Assignment:
With the pictures left out, reproduce exactly the lines from the one containing "Objective: provide one point per instance of the thin" through the final line of the entries.

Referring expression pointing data
-.-.-
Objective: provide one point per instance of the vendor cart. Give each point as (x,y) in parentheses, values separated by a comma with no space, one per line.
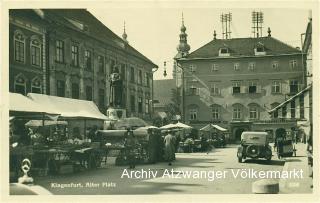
(285,145)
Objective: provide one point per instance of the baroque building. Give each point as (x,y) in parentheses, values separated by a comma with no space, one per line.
(235,82)
(70,53)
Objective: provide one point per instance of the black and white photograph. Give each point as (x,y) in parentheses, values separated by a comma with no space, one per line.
(159,99)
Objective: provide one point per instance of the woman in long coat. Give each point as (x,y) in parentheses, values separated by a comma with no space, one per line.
(169,147)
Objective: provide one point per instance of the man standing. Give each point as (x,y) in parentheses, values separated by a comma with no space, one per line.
(169,147)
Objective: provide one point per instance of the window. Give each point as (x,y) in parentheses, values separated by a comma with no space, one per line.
(215,112)
(132,74)
(236,66)
(35,52)
(275,88)
(294,86)
(284,111)
(89,93)
(193,114)
(147,105)
(87,59)
(133,103)
(139,104)
(139,77)
(293,109)
(215,89)
(75,91)
(60,51)
(193,68)
(236,112)
(275,113)
(252,87)
(236,87)
(293,64)
(101,99)
(224,51)
(146,79)
(101,64)
(214,67)
(20,85)
(193,90)
(252,66)
(60,88)
(19,47)
(301,102)
(253,112)
(36,86)
(123,71)
(74,55)
(275,65)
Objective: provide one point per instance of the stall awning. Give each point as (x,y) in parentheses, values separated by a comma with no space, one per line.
(212,126)
(67,107)
(20,105)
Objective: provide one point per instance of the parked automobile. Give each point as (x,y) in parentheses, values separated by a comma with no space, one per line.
(254,145)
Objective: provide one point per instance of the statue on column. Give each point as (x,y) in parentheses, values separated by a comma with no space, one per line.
(115,88)
(116,110)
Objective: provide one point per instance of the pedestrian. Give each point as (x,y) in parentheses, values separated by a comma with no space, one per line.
(169,147)
(152,146)
(131,145)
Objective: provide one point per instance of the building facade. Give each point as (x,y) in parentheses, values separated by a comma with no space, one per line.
(78,54)
(299,106)
(235,82)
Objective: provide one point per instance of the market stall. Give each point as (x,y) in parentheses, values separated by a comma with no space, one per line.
(63,145)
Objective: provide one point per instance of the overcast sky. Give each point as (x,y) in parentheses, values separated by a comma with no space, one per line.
(154,31)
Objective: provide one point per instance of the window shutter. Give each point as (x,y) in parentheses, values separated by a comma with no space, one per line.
(258,88)
(285,87)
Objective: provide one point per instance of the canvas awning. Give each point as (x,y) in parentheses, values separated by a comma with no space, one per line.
(67,107)
(209,127)
(37,123)
(176,125)
(20,105)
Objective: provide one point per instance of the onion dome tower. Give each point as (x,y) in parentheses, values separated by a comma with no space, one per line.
(183,47)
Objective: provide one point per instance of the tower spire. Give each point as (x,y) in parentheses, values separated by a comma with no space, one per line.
(124,35)
(183,47)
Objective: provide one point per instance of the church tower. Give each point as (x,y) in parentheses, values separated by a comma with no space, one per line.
(182,48)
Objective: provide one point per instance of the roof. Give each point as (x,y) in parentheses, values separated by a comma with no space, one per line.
(162,91)
(241,47)
(81,18)
(22,104)
(290,99)
(67,107)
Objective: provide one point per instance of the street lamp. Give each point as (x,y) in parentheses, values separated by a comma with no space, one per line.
(183,91)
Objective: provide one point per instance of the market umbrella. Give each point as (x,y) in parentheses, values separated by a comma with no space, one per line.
(131,122)
(176,125)
(147,127)
(37,123)
(210,127)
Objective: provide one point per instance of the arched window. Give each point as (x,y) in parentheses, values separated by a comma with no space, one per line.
(254,111)
(215,111)
(35,51)
(20,84)
(193,112)
(36,85)
(19,46)
(237,111)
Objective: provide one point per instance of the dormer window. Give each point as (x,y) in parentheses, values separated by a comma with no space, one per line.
(224,51)
(193,68)
(259,49)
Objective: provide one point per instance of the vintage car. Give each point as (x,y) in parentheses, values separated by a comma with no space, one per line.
(254,145)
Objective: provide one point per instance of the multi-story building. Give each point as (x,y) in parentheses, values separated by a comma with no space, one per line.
(72,54)
(299,106)
(234,82)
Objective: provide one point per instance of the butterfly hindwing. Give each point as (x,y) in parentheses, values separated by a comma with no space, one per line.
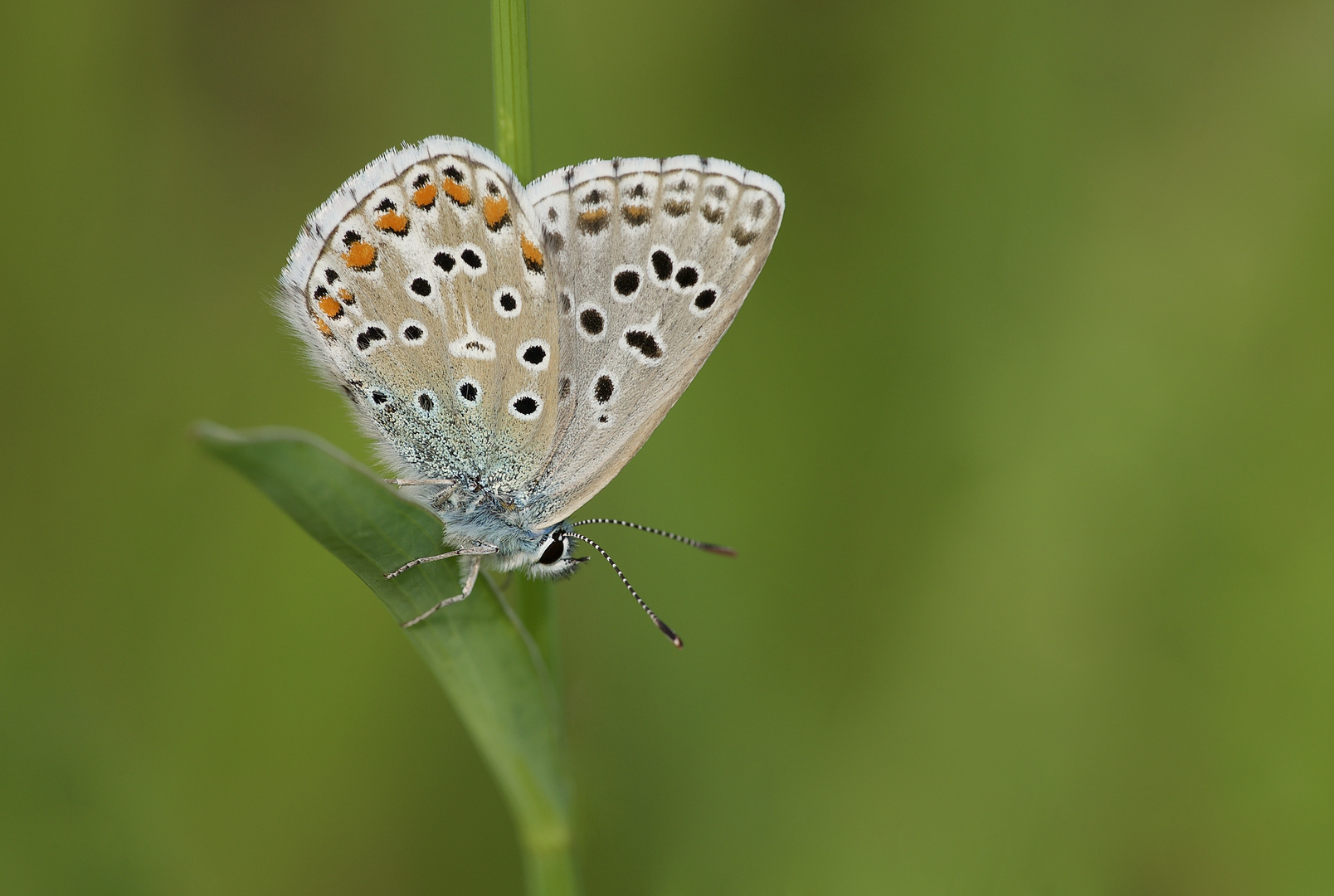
(423,291)
(656,257)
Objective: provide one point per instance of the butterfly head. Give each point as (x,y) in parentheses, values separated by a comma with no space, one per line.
(554,558)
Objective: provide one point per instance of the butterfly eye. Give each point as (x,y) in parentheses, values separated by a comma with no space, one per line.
(554,551)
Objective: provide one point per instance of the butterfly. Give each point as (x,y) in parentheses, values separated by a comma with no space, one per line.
(510,348)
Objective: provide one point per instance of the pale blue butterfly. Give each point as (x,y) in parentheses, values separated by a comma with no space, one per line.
(510,348)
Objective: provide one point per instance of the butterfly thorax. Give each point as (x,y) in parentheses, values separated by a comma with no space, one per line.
(476,514)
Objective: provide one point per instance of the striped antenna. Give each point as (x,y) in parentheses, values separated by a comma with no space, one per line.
(606,556)
(702,546)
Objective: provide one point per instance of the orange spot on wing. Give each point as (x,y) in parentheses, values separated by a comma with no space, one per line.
(425,197)
(635,215)
(531,254)
(592,222)
(394,222)
(359,256)
(456,191)
(494,208)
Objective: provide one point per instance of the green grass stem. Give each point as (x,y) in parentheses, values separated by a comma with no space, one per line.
(510,85)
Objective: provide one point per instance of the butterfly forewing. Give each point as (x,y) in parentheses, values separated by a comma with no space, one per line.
(423,290)
(656,256)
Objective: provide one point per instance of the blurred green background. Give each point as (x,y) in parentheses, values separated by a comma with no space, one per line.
(1024,437)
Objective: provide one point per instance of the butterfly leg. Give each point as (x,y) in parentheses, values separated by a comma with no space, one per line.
(474,567)
(460,553)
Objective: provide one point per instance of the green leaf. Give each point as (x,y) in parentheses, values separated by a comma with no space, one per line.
(493,654)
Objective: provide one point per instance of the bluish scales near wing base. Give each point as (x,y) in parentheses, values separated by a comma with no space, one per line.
(511,348)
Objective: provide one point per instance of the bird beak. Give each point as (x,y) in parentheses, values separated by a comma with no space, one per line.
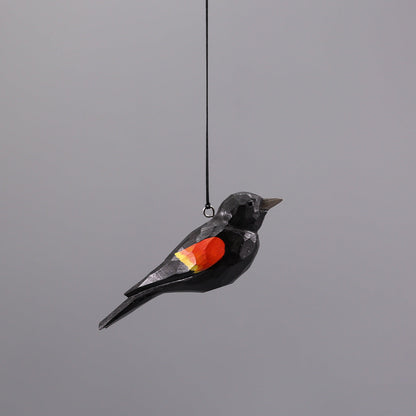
(266,204)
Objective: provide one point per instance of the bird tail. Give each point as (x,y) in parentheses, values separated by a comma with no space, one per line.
(128,306)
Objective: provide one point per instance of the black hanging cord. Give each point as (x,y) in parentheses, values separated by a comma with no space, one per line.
(208,209)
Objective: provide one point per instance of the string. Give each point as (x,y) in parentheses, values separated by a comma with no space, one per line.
(208,209)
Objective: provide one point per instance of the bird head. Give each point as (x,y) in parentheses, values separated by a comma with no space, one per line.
(246,210)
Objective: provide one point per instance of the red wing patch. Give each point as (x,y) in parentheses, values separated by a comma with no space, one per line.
(202,255)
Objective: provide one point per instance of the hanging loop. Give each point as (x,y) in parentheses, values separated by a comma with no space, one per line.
(208,211)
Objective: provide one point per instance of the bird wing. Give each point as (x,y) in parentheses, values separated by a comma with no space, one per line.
(183,262)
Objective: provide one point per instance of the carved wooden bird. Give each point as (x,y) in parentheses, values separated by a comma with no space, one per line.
(213,255)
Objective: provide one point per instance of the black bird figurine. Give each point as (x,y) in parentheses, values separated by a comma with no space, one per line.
(213,255)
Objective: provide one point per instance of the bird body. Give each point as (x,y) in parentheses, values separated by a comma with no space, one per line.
(213,255)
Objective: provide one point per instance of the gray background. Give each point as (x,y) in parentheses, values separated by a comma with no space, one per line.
(102,118)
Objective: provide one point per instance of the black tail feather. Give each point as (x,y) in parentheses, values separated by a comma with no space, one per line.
(128,306)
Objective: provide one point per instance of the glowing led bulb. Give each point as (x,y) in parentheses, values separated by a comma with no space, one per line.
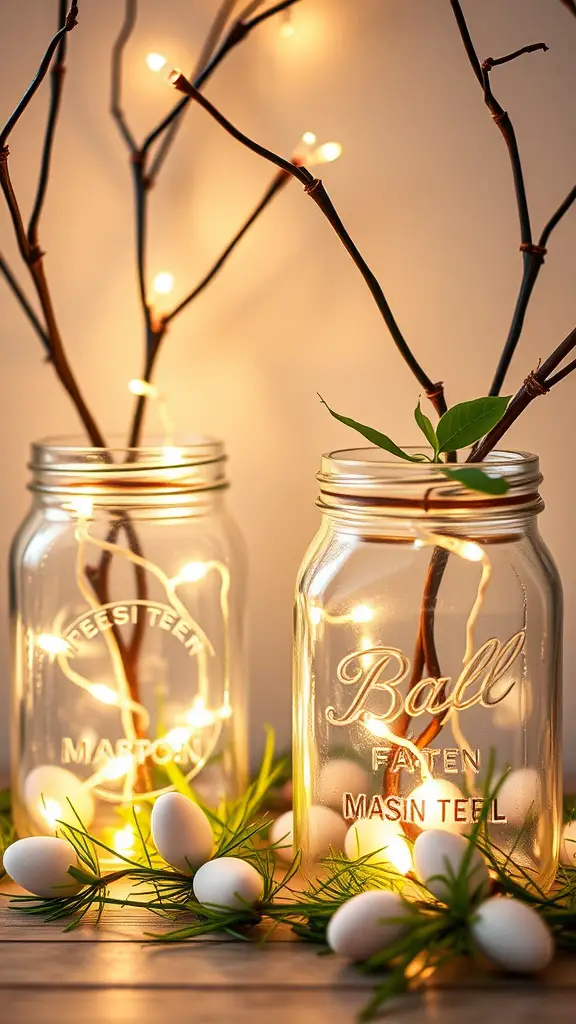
(193,571)
(163,283)
(51,644)
(362,613)
(327,153)
(139,387)
(156,61)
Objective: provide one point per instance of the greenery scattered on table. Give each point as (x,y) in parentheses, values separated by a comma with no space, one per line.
(436,933)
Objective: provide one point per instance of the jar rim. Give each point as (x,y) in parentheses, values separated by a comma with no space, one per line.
(368,481)
(68,465)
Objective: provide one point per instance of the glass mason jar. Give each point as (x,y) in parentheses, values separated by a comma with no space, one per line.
(427,664)
(127,598)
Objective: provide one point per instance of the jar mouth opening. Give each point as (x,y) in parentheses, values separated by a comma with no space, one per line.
(371,481)
(62,451)
(374,458)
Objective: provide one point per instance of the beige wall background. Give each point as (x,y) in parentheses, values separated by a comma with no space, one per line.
(424,187)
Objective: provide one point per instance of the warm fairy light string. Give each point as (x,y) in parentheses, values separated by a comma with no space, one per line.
(199,717)
(471,552)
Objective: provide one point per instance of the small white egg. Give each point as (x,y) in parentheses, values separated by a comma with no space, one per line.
(438,798)
(340,775)
(326,830)
(512,936)
(40,864)
(568,845)
(437,851)
(47,791)
(181,832)
(364,925)
(228,882)
(519,795)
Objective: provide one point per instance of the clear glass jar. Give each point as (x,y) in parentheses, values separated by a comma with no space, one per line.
(127,600)
(427,663)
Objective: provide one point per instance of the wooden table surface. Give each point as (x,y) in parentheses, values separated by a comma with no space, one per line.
(111,975)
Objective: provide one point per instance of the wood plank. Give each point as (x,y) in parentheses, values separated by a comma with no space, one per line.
(141,1007)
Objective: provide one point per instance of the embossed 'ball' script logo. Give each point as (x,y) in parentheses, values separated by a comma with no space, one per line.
(481,682)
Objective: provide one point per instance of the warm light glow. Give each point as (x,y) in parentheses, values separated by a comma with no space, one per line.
(156,61)
(325,154)
(82,507)
(471,551)
(51,810)
(380,729)
(104,693)
(399,853)
(163,283)
(199,717)
(124,841)
(192,572)
(145,388)
(439,815)
(177,736)
(170,455)
(116,767)
(362,613)
(51,644)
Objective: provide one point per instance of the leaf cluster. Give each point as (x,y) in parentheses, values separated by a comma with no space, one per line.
(459,427)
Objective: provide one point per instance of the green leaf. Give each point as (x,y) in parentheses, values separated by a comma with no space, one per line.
(425,426)
(467,422)
(477,479)
(380,440)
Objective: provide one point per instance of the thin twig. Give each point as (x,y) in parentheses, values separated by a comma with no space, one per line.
(56,82)
(531,48)
(126,29)
(218,25)
(238,31)
(71,20)
(278,182)
(537,383)
(316,189)
(16,289)
(533,254)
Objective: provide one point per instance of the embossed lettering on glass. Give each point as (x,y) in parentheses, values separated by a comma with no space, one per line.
(127,591)
(427,659)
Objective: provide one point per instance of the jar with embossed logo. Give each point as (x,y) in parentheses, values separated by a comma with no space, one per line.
(127,595)
(427,664)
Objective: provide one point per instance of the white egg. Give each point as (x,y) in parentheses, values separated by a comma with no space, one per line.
(568,845)
(40,864)
(364,925)
(437,852)
(519,795)
(181,832)
(438,799)
(340,775)
(326,830)
(47,791)
(512,935)
(383,839)
(228,882)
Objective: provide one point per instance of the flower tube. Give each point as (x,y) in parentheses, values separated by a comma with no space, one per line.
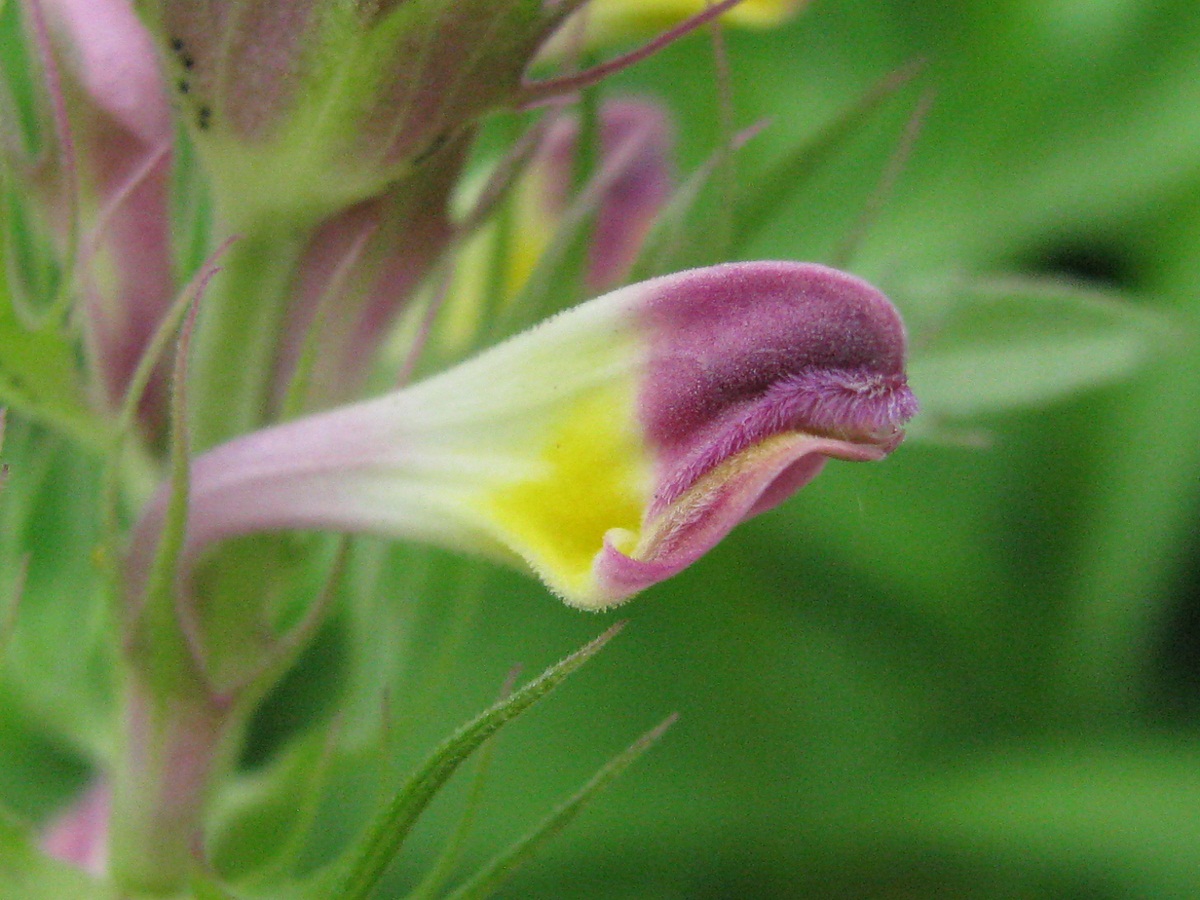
-.-.-
Solution below:
Objective: provide one point per instance of the thin twig. Give each point as (x,y) in parentheses, values separated by a comma with no space, one per line.
(56,82)
(531,48)
(126,29)
(218,25)
(238,31)
(71,20)
(278,182)
(537,383)
(316,189)
(16,289)
(533,254)
Objective: provide one point per instance of the embossed lettering on glass. Give each point as (x,y) in parentheses, values separated by a comma with no space, one per line.
(127,591)
(427,659)
Objective: provide one point per instance of the jar with embossed logo. Give each point as (x,y) in parentheses, values separated by a comma with no space, one per line.
(127,595)
(427,664)
Objective: provide one point per instance of the white egg. Give each point as (x,y) in parentheses, values separated by a comma with no space, one per line.
(568,845)
(40,864)
(364,925)
(437,852)
(519,795)
(181,832)
(438,799)
(340,775)
(326,830)
(47,791)
(512,935)
(383,839)
(228,882)
Objective: provide one point per instance of the flower tube. Give each point as (x,y) in parentheses, values separated by a comma with no space, one per line.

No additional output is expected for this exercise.